Required work. Write out the items from the line containing "Could you point out the dense" through the end of the items, both ends included, and leave the pictures out.

Supplied data.

○ ○ ○ ○

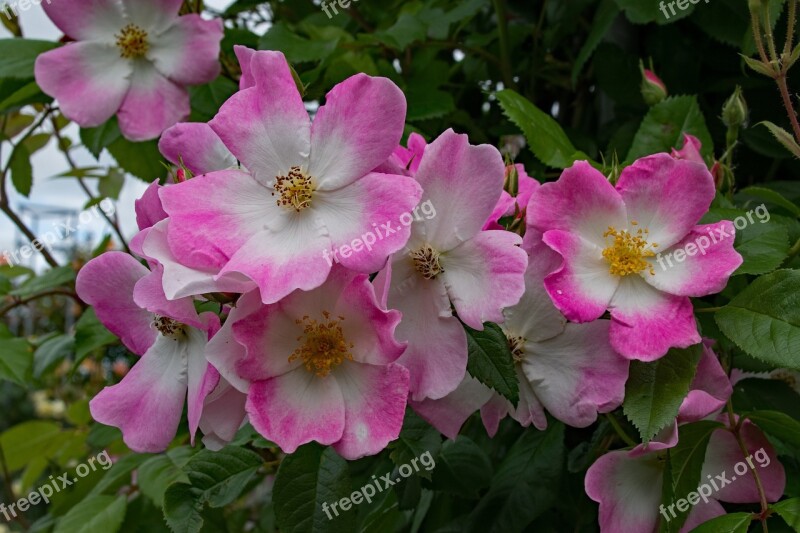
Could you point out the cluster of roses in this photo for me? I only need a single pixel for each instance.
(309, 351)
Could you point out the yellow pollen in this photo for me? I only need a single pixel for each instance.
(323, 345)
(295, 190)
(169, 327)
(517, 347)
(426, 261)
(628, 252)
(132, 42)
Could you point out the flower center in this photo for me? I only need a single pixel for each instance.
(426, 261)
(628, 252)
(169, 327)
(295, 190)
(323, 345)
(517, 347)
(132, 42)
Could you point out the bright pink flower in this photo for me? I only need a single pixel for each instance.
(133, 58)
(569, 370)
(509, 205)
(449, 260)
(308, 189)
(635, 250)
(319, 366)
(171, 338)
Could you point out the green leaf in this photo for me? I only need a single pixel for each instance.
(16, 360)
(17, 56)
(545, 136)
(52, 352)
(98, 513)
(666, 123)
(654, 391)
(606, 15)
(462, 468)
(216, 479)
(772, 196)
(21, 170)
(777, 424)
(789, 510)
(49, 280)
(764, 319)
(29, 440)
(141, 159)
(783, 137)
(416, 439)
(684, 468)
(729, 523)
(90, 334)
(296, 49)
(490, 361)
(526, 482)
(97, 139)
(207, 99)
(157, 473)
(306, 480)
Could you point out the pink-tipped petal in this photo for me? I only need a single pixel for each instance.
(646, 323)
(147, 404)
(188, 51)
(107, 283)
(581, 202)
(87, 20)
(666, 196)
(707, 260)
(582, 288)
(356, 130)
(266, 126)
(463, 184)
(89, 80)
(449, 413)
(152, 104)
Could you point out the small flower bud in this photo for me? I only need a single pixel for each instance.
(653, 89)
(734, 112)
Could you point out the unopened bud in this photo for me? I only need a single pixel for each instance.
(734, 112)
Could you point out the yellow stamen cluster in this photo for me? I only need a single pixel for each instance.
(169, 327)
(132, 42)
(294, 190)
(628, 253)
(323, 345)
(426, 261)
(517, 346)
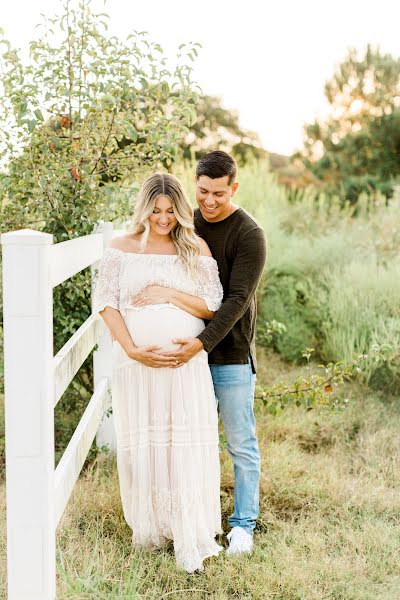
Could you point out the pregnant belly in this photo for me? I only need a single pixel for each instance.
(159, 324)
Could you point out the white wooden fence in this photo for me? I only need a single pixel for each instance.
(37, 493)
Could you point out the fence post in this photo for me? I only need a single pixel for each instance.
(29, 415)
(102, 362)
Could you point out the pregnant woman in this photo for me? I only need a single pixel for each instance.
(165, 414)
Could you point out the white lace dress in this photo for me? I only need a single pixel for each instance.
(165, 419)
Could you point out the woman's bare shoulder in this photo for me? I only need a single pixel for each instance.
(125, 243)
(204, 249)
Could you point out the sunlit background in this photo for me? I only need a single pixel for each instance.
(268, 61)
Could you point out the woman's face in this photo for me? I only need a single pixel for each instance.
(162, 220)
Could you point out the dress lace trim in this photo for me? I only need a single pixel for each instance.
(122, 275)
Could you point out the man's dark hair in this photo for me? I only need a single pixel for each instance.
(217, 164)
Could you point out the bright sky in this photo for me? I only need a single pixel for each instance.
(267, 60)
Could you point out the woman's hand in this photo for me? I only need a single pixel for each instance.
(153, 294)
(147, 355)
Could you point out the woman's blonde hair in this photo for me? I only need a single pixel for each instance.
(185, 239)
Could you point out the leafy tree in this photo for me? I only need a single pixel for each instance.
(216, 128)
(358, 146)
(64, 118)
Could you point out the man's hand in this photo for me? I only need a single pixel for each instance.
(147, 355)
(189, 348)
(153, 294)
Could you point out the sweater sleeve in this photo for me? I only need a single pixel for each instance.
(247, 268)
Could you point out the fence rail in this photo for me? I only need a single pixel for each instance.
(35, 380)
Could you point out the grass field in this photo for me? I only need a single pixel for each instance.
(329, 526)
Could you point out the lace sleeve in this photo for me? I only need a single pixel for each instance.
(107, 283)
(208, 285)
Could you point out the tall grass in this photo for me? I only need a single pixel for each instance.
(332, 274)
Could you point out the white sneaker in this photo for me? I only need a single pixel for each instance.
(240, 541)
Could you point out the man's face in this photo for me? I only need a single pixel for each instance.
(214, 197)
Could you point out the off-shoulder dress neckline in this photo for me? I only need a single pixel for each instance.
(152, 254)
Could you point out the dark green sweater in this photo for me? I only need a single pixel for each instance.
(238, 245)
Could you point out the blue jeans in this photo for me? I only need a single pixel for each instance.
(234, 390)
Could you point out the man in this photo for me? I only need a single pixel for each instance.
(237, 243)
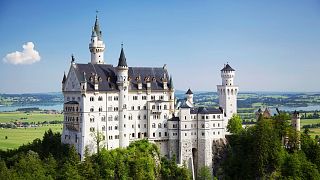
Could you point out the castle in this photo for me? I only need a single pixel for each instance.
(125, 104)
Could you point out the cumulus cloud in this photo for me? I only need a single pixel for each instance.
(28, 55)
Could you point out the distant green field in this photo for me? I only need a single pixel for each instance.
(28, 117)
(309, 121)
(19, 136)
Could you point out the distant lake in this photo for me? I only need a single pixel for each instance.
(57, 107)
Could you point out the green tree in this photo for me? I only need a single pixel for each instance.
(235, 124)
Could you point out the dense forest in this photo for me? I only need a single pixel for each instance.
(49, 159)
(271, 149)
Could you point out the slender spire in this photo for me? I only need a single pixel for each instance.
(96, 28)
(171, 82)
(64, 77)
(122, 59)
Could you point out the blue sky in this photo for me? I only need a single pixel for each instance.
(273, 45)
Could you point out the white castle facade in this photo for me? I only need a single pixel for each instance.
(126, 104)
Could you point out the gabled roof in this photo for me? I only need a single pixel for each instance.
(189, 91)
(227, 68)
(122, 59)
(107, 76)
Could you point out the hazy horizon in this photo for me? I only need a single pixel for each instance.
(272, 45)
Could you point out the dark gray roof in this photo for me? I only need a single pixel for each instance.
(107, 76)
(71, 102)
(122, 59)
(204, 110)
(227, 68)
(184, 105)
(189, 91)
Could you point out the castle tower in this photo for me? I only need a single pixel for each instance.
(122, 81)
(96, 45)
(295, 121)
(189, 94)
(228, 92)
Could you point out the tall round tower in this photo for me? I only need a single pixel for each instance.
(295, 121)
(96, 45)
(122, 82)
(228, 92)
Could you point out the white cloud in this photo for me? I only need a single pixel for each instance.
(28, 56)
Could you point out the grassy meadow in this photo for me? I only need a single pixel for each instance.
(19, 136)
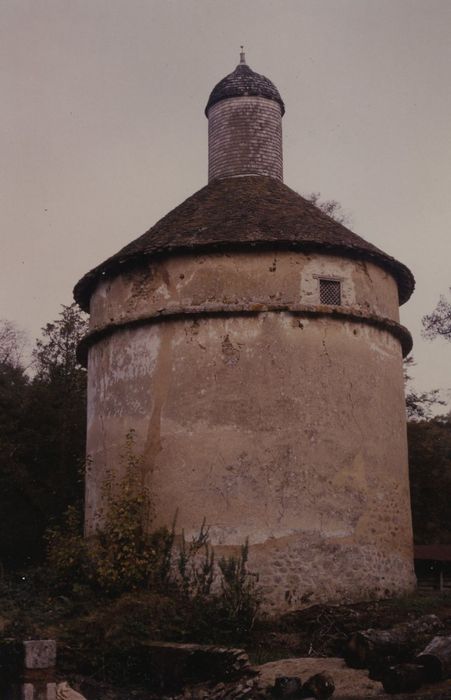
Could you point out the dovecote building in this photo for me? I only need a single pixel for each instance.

○ ○ ○ ○

Task response.
Could you point out the dense forest in this photo for me? I only need a single pixel for each instance.
(49, 159)
(271, 149)
Could you point out the slender spire in this photo for me? I only need a single pixel for each instance.
(96, 28)
(171, 82)
(64, 77)
(122, 59)
Could you point out the blue sky in this photo for me? I only need a single pixel for each instance.
(273, 45)
Could you point out the white castle facade in this photo for me? I only need a single pixel for each instance.
(126, 104)
Could you point out the gabled roof in this photo for me? I only need a single pixel for each instance.
(189, 91)
(227, 68)
(122, 59)
(107, 76)
Could you point out the hazy horizon in this photo for me? I only need a single pixel for each instance.
(272, 45)
Could you point out the dark gray roof in this photo for me? I only need a single pixel for each instance.
(107, 76)
(71, 102)
(122, 59)
(204, 110)
(227, 68)
(184, 105)
(189, 91)
Could you point out the castle tower in this photo for me? I only need a single pixel for each instance.
(122, 81)
(96, 45)
(295, 121)
(189, 94)
(228, 92)
Could you point out the tall round tower in this photo for me? I only need a single pixel for each instance.
(295, 121)
(96, 45)
(122, 82)
(228, 92)
Could you point out the white cloud in this photo for me? I only need a single pixel for each instance.
(28, 56)
Could you point out the grassy meadow in this photo for me? I only need a single pixel for each instance.
(19, 136)
Could you point out the dovecote building in this photo for me? I only need a single pixel for each instance.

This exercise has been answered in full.